▶ **LISTED RECORDS**
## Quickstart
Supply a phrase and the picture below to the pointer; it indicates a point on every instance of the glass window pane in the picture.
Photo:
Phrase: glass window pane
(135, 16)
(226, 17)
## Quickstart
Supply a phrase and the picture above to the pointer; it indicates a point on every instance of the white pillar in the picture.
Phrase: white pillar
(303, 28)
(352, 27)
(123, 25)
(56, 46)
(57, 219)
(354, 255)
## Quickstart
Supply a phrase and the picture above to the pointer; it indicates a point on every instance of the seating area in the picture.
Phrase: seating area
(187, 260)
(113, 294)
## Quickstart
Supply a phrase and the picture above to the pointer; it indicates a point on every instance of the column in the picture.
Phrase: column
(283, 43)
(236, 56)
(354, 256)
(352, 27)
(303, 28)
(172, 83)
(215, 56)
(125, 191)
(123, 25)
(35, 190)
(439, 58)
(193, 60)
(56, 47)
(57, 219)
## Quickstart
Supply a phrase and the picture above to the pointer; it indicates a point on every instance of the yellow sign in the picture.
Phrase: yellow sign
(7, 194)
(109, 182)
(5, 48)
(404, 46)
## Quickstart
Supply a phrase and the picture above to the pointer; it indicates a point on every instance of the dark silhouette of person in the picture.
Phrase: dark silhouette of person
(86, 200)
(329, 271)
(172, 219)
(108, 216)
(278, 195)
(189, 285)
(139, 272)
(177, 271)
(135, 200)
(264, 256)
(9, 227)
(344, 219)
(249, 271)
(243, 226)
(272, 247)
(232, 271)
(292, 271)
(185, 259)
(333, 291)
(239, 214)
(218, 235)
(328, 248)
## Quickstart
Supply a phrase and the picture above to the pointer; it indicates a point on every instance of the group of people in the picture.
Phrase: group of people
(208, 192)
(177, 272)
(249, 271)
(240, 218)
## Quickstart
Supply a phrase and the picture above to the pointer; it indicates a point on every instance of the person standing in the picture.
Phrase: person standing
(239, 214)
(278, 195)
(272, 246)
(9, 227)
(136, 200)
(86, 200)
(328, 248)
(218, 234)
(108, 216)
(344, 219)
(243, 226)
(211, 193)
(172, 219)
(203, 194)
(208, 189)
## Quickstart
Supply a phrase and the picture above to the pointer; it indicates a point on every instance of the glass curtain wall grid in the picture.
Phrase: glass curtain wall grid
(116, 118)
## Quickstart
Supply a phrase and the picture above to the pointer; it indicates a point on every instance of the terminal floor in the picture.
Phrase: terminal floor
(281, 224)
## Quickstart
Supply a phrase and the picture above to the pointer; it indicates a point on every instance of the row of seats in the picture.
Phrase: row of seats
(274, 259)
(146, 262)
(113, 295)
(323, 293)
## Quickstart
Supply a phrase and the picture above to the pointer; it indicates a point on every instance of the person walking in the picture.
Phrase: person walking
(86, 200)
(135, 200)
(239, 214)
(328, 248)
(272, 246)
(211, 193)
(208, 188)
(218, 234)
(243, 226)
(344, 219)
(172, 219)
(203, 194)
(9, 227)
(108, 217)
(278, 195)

▶ **WHAT IS BEING ASKED**
Starting from the records above, copy each line where the string "every" is found.

▶ **RESPONSE TO THIS EXERCISE**
Supply a phrase and the picture below to the pointer; it indicates a point on every instance of the glass window pane in the picture.
Supply a phrase and the picture above to the pointer; it indicates a point on every instance of the white pillar in the picture.
Supply a phrase and the picture above to the pointer; it indicates a point on every instance of the seating area in the picture.
Supply a phrase and the picture above to the pointer; it indicates a point on every instance of the column in the picture.
Supply a phrase and the picture above to the pointer; it indicates a point on every instance of the yellow sign in the picture.
Supply a phrase and the picture above to the pointer; it indicates a point on every instance of the dark silhouette of person in the picture.
Supply a phrase and the picture above to the pointer; it indicates a point on every instance of the group of people in the picture.
Supply a phrase and the picture above to the pointer; it indicates a point on every instance of the person standing in the picture.
Supply a phrase and the picture above to the pointer; it indicates a point on every instance of the glass curtain wall grid in the picture.
Supply a phrase and the picture above to the pointer; it indicates a point on every instance of the terminal floor in the picture.
Supply a phrase and the picture above to the pointer; it indicates a point on every instance of the row of seats in the picture.
Supply a phrase and the picture above to the pointer; it indicates a point on every instance of the person walking in the picture.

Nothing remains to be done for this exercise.